***** PROVIDED PASSAGE

The high frequency of MYBV-1 infection in the Mikumi baboons, the diversity of MYBV-1 variants, the high prevalence of MYBV-1 in older animals, the presence of SWBV-1 for several months in animal 16986, and the evolution of SWBV-1 sequences in this animal together strongly suggest that these infections are long lived and rapidly evolving in these hosts. Longitudinal sampling of SNPRC olive baboon 16986 showed that SWBV-1 has a high capacity for adaptation, acquiring 84 consensus-level nucleotide changes and 40 amino acid changes in 161 days. Twelve of the amino acid changes were in a region of ORF5, the putative major envelope glycoprotein that corresponds to the primary neutralizing antibody epitope of other arteriviruses (2). Amino acid changes in this region may enable simian arteriviruses to maintain persistent infection in an individual via escape of the adaptive immune response. Such mutations have unknown consequences for pathogenesis, tissue tropism, and cross-species transmission.
Although MYBV-1 and SWBV-1 have never been associated with an outbreak of SHF, viruses from many past SHF outbreaks were not culturable (12, 25) and viral sequences were never obtained. In accordance with the guidance provided in the Guide for the Care and Use of Laboratory Animals (31), SNPRC practices strict separation of African and Asian monkeys, and an outbreak of SHF has never occurred in its macaque colony. However, of all the African monkeys known to harbor simian arteriviruses, baboons are the most closely related to macaques, with both macaques and baboons belonging to the Papionini tribe (Cercopithecinae subfamily, Cercopithecidae family) of Old World monkeys (32). Given this phylogenetic relationship and the fact that many strains of simian arteriviruses from more distantly related species of African Old World monkeys are capable of causing febrile disease in macaques (4, 33, 34; our unpublished data), SWBV-1 and MYBV-1 should be considered pathogenic to macaques until proven otherwise. Experimental inoculation of macaques with SWBV-1 or MYBV-1 would be informative with regard to the epizootic potential of these viruses, although the infectivity of individual virus isolates could vary, given the range of genetic diversity within MYBV-1. Future work should focus on identifying additional arteriviruses responsible for past outbreaks of SHF, defining the primate species that support natural simian arterivirus infections, and characterizing the viral and host factors that facilitate cross-species transmission.

**********
***** SUPPLIED DATA

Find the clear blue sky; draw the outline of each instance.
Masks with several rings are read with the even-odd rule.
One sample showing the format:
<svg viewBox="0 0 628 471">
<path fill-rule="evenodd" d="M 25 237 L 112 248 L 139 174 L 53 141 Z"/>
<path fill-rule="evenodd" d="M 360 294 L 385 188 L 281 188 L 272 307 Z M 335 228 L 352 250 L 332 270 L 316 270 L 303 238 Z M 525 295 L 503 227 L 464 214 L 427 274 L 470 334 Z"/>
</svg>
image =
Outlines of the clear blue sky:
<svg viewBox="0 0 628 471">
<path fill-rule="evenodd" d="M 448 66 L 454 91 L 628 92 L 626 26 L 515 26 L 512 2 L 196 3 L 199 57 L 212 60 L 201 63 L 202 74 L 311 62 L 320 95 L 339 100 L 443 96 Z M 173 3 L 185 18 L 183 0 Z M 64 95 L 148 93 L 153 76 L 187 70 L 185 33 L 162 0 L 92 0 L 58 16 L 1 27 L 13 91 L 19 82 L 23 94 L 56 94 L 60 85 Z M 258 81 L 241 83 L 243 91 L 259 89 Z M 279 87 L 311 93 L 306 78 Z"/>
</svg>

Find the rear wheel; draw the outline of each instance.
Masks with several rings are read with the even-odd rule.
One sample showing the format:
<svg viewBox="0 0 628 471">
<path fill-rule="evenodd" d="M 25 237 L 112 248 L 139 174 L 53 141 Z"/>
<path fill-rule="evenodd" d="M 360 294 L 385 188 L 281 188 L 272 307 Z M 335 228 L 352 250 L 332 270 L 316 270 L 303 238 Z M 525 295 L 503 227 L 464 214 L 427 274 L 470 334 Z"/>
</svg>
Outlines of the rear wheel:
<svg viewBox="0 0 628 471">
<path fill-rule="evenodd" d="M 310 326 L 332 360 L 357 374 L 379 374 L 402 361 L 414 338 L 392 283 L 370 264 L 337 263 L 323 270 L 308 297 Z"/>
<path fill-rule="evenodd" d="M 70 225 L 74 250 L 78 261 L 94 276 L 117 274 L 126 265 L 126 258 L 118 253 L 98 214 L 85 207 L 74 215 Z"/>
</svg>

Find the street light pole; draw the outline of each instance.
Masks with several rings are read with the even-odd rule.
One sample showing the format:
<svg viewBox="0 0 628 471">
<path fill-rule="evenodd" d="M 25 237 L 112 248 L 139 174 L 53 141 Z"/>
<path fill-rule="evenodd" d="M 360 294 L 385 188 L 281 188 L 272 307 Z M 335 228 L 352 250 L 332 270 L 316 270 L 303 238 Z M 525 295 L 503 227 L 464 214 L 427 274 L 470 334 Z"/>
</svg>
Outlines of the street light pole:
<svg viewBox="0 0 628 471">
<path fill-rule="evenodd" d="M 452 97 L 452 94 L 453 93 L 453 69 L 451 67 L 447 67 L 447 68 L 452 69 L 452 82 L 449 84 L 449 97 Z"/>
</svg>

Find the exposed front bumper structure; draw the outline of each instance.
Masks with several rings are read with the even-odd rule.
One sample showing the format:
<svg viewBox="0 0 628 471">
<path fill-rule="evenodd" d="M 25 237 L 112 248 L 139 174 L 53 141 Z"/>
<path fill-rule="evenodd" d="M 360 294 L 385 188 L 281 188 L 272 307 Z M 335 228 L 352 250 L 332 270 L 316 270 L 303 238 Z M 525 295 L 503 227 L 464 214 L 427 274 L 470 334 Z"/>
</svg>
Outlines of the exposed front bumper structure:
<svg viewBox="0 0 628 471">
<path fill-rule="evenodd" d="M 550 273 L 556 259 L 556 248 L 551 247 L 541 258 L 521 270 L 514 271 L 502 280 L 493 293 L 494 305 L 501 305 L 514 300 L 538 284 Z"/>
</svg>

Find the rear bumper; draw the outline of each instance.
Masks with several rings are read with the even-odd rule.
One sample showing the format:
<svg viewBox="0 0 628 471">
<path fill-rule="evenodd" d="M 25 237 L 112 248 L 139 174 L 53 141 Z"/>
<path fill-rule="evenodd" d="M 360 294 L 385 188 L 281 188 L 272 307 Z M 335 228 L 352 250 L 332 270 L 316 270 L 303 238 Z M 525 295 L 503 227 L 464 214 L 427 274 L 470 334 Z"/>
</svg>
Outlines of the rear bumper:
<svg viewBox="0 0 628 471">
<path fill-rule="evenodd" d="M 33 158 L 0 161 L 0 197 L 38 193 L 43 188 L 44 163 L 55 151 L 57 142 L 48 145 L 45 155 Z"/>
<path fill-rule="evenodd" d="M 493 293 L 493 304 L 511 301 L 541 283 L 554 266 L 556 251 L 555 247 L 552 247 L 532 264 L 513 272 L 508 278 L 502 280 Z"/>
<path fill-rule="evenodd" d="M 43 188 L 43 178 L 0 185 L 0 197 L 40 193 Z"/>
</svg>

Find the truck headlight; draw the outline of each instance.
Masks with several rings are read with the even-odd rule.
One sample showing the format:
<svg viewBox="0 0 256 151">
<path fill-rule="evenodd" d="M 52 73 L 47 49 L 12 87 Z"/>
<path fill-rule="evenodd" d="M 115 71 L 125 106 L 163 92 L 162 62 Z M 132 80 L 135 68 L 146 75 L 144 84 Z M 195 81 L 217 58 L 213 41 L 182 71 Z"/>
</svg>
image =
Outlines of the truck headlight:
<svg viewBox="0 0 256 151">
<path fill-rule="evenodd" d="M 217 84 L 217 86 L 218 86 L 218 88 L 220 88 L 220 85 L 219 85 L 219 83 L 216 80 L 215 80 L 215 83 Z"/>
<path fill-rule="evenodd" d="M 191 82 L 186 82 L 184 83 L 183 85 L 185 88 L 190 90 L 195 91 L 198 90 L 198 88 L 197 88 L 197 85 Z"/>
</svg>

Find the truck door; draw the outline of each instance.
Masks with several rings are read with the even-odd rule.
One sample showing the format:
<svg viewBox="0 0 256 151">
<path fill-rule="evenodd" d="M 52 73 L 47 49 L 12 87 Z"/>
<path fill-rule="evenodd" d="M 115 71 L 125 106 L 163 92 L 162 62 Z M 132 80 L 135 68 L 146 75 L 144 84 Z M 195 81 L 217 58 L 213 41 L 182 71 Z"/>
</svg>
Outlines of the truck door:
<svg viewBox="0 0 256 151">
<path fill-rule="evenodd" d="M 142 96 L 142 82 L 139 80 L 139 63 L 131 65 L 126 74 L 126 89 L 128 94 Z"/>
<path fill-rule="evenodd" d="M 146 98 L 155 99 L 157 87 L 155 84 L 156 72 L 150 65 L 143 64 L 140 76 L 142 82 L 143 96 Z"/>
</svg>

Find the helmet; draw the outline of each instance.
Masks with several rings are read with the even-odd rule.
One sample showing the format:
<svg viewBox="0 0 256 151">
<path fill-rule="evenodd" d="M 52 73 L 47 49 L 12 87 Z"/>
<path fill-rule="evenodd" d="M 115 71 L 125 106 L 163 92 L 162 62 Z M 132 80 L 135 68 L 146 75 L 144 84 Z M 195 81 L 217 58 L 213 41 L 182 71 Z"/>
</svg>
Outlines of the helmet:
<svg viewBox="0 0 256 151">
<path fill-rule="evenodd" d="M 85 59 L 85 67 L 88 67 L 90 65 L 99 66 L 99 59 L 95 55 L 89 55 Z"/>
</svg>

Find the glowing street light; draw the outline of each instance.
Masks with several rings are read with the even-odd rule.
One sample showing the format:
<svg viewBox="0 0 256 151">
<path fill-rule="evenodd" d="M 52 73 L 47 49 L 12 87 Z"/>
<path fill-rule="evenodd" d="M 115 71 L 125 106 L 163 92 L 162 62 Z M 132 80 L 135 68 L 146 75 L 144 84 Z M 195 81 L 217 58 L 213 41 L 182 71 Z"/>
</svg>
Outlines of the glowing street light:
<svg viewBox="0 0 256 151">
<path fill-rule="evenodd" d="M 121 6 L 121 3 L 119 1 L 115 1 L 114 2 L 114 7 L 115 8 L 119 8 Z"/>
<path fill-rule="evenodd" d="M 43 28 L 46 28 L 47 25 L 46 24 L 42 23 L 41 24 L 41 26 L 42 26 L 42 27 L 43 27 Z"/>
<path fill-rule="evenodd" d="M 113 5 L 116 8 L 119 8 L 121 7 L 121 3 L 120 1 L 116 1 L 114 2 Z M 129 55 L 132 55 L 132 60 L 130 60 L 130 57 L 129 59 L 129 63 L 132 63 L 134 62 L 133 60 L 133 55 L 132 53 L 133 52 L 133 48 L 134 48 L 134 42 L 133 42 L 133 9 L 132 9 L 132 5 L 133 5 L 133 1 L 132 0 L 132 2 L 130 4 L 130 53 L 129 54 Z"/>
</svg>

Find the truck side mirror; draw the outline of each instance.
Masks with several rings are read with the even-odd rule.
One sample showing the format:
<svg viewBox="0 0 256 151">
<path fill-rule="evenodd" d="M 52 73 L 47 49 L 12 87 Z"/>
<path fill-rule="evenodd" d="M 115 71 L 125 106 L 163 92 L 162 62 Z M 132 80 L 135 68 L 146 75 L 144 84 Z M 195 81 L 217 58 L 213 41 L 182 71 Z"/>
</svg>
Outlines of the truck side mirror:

**********

### APPLY WHAT YOU READ
- a) In the passage on simian arteriviruses, how many amino acid changes did SWBV-1 acquire in 161 days in olive baboon 16986?
- b) Write the next part of the passage on simian arteriviruses, picking up right after its final sentence.
The material comes from a source unrelated to the passage on simian arteriviruses.

### ANSWERS PROVIDED
- a) 40 amino acid changes.

- b)
ACKNOWLEDGMENTS
This work was funded by NIH grant TW009237 as part of the joint National Institutes of Health (NIH)-NSF Ecology of Infectious Diseases program and the United Kingdom Economic and Social Research Council and by the Wisconsin Partnership Program through the Wisconsin Center for Infectious Diseases and the NIH (R01 AI077376-01). This publication was made possible in part by a grant (P51 RR000167) from the Office of Research Infrastructure Programs (ORIP), a component of the NIH, to the Wisconsin National Primate Research Center (WNPRC), University of Wisconsin—Madison. This research was conducted in part at a facility constructed with support from the Research Facilities Improvement Program (grant numbers RR15459-01 and RR020141-01). This project used SNPRC biological materials funded by the National Center for Research Resources (P51 RR013986) and is currently supported by the Office of Research Infrastructure Programs/OD (P51 OD011133). The collection of blood samples from Mikumi baboons was approved by the appropriate Tanzanian government authorities and funded by NSF grant BNS83-03506 to Jane Phillips-Conroy (Washington University). A.L.B. performed this work with support from the University of Wisconsin's Medical Scientist Training Program (MSTP; grant T32GM008692) and a National Research Service Award (NRSA) through the Cell and Molecular Pathology (CMP) training program at the University of Wisconsin (T32 GM081061). J.H.K. performed this work as an employee of Tunnell Government Services, Inc., a subcontractor under Battelle's prime contract with NIAID, under contract no. HHSN272200700016I. The development of the Layercake data visualization tool was made possible in part by NSF award ISS-1162037. We thank the University of Wisconsin, Department of Pathology and Laboratory Medicine, and the WNPRC for funding.
We thank the University of Wisconsin, Department of Pathology and Laboratory Medicine, and the WNPRC for the use of its facilities and services. We thank IRF—Frederick employees Jiro Wada for the artistic rendering of animal silhouettes and Laura Bollinger for critically editing the manuscript.
This publication's contents are solely the responsibility of the authors and do not necessarily represent the official views of the ORIP, the NIH, the U.S. Department of Health and Human Services, or the institutions and companies affiliated with the authors. The funders of this research had no role in study design, data collection and analysis, the decision to publish, or preparation of the manuscript.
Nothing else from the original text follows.